++++ Task material

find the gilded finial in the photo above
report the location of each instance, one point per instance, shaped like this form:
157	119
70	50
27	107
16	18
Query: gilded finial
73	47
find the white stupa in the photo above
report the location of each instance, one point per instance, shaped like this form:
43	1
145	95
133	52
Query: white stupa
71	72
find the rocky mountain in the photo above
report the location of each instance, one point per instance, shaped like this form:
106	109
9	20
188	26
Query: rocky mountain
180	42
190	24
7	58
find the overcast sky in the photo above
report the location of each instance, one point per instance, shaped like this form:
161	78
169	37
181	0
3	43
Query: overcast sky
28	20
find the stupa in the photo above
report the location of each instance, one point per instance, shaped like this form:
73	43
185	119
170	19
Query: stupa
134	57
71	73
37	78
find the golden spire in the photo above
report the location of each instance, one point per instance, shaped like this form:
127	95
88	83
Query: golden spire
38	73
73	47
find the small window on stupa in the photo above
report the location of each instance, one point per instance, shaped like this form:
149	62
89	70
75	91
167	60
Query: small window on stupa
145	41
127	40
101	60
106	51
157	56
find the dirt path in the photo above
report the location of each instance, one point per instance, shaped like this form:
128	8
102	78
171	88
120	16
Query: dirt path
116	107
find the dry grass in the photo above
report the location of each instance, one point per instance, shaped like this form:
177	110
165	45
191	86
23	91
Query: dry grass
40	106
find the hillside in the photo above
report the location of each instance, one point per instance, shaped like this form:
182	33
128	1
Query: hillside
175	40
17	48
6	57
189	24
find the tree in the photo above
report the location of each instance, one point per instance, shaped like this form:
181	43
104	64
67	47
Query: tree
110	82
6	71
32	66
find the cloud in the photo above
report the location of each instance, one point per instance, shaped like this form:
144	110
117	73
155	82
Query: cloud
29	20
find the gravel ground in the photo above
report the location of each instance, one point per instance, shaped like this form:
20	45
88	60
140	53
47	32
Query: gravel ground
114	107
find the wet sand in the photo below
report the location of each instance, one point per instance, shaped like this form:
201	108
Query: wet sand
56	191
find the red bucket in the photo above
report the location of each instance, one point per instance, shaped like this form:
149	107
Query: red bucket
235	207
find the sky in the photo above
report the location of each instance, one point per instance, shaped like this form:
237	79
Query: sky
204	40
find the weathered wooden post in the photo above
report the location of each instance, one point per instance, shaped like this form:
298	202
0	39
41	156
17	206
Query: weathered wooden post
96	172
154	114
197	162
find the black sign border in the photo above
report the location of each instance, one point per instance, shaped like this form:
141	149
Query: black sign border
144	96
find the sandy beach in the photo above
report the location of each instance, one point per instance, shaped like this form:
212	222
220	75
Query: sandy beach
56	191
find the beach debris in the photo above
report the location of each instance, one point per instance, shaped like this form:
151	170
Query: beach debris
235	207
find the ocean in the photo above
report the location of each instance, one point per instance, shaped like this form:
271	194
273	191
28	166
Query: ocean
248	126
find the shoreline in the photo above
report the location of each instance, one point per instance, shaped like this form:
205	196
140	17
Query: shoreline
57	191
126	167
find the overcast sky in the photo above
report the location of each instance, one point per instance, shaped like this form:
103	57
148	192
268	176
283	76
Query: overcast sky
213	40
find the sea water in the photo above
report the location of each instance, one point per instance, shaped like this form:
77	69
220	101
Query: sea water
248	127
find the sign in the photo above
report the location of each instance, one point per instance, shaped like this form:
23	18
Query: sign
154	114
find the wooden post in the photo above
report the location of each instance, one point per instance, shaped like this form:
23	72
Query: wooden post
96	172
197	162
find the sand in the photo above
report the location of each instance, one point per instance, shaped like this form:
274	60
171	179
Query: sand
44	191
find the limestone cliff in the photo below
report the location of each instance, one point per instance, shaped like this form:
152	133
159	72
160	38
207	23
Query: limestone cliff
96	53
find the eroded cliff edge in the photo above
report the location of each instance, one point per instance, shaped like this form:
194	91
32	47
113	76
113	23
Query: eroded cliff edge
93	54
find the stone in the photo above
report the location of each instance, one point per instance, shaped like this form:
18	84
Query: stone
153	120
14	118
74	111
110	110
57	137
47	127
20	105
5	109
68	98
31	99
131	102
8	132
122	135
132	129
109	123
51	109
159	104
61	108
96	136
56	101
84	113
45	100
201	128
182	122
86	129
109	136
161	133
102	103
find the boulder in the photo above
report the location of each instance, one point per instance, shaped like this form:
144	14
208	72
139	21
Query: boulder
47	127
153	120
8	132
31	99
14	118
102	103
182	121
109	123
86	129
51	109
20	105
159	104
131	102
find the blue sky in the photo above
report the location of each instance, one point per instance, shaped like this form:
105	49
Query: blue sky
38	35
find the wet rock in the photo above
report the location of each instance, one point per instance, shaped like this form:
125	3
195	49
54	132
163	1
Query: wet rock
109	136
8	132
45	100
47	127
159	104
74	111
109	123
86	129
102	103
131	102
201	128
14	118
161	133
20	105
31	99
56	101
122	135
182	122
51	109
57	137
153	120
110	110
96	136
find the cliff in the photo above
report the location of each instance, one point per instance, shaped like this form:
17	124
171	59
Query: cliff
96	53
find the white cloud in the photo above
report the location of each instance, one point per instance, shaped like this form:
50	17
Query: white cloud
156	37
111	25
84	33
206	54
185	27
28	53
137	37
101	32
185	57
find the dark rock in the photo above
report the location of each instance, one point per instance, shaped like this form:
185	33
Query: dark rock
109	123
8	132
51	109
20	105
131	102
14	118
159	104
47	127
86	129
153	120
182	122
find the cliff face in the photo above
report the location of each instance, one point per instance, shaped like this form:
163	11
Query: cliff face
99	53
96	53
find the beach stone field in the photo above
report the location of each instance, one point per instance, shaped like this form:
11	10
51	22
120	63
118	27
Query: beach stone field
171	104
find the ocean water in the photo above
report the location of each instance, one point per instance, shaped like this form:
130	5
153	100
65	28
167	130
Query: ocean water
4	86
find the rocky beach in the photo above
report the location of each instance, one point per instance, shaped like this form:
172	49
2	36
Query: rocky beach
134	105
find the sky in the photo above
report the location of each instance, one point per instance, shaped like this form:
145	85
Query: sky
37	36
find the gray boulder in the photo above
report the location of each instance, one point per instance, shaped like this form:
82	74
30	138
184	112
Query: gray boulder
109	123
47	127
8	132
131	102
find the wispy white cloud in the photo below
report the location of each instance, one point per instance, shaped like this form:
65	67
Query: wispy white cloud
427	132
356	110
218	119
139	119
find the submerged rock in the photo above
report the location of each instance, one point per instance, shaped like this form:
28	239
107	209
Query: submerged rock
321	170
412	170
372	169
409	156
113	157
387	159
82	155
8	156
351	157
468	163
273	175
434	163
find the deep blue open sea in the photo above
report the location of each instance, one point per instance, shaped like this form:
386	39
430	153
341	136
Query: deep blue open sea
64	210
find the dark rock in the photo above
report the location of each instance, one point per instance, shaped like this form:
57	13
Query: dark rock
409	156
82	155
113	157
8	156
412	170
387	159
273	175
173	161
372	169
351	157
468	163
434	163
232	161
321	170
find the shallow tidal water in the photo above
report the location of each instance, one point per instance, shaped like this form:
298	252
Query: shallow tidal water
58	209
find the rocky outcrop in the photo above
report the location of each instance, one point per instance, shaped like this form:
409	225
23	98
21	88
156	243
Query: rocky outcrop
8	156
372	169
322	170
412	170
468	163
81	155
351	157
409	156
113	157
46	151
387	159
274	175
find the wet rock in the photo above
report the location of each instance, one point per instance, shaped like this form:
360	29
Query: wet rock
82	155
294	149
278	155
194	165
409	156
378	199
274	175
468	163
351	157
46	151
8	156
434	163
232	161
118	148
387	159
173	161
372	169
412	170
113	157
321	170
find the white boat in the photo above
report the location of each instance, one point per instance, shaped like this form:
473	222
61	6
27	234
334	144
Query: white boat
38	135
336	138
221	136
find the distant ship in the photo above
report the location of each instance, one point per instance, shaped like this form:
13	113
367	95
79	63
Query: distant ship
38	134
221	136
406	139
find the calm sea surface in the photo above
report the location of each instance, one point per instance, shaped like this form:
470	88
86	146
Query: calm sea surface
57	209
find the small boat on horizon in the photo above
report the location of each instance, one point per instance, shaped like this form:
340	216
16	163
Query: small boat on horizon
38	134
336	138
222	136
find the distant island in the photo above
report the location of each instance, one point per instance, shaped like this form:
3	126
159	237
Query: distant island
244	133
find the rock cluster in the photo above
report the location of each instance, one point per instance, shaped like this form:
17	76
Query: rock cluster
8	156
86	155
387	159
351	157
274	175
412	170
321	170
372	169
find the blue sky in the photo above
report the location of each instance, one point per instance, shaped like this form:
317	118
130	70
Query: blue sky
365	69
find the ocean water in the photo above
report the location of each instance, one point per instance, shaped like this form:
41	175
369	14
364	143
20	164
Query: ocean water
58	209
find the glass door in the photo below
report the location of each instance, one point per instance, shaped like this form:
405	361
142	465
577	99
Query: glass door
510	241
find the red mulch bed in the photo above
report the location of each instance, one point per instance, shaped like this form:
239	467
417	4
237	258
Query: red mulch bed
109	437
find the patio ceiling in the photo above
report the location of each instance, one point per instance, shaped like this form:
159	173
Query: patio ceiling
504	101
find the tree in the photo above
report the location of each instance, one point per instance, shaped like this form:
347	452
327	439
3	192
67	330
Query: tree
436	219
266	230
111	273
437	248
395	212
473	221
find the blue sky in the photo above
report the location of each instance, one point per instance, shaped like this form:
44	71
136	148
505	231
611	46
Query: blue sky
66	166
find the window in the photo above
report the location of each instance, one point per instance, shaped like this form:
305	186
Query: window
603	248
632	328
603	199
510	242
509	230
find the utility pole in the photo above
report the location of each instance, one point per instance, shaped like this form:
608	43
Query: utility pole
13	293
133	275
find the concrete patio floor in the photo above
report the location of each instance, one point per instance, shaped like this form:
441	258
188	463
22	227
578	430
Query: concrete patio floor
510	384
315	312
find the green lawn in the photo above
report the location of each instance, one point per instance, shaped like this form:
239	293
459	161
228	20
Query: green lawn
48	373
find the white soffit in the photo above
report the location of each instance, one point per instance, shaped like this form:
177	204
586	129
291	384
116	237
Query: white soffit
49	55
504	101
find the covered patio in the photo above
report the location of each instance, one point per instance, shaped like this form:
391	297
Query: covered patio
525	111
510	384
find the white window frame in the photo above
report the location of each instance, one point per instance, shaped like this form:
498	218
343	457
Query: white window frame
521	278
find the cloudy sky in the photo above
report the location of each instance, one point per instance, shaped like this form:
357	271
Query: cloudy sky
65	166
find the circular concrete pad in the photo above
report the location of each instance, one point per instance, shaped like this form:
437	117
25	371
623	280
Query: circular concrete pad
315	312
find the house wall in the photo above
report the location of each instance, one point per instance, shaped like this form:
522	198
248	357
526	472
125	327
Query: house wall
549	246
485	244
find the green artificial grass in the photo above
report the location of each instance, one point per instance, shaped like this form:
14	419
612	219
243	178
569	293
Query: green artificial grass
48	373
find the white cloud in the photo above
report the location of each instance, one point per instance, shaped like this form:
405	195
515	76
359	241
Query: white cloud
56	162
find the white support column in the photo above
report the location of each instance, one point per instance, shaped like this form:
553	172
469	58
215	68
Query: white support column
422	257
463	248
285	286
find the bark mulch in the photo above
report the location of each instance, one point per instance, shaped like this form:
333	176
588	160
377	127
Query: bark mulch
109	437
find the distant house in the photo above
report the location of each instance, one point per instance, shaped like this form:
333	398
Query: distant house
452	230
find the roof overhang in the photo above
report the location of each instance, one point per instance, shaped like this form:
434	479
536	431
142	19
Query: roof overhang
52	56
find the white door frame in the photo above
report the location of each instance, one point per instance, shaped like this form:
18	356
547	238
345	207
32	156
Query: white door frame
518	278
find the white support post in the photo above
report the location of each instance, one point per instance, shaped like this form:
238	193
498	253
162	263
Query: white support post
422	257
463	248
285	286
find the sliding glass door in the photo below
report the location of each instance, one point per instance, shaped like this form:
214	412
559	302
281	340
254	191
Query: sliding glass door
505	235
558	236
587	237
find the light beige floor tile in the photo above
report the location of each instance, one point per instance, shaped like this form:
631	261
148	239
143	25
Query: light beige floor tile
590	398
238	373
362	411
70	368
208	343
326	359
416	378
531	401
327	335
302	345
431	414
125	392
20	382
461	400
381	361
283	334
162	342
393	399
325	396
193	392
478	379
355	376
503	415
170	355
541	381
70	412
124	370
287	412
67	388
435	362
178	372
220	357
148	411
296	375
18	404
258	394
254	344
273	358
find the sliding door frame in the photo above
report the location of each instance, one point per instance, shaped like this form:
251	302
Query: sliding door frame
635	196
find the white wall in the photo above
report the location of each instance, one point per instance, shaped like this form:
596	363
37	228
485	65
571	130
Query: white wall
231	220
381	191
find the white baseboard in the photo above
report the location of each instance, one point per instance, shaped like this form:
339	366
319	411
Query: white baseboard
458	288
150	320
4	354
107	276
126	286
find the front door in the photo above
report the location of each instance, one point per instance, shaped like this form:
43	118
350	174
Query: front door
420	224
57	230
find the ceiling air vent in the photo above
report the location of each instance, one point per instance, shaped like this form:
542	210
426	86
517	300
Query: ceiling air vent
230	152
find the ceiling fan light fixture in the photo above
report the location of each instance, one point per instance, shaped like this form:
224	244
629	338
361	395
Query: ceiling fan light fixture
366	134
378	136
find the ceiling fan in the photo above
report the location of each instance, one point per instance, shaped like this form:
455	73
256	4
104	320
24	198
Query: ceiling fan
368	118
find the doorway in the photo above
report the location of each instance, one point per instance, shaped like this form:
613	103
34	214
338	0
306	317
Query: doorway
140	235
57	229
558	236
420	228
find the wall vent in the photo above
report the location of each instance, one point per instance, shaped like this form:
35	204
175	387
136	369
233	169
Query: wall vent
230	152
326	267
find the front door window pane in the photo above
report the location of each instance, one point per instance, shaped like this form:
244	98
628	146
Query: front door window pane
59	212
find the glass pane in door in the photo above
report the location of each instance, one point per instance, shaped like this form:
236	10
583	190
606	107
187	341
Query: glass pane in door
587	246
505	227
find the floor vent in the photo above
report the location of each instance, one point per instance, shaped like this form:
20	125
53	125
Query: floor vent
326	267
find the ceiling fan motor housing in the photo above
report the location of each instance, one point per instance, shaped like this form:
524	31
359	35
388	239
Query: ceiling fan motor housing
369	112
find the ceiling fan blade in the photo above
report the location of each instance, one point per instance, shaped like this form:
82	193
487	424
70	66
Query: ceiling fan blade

++++++++

• _The exercise_:
Word for word, quote the lines from the line containing "find the wall vent in the photo above" through the end of the material, both included, and nothing else.

• _Finished task_:
find the wall vent in the photo above
report the location of each instance, one point per instance, shaped like this form:
35	204
175	387
136	369
233	169
Query: wall vent
230	152
326	267
find the front door window pane in the photo above
report the location of each instance, one point per instance, shaped like this form:
244	98
628	146
Query: front door window pane
59	212
find the glass pane in door in the photo above
report the location of each instance, one point per instance, shaped like this form:
236	10
583	190
606	107
187	341
Query: glass pane in door
587	246
505	227
find the floor vent in the photo above
report the location of each instance, one point per instance, shaped like this form:
20	125
53	125
Query: floor vent
326	267
find the ceiling fan motor housing in the photo above
report the location of each instance, one point per instance, shaped like this form:
524	31
359	35
388	239
Query: ceiling fan motor housing
369	112
find the ceiling fan blade in the photo above
report the location of each instance, one point per instance, shaped like this form:
82	193
487	424
70	66
Query: ceiling fan blade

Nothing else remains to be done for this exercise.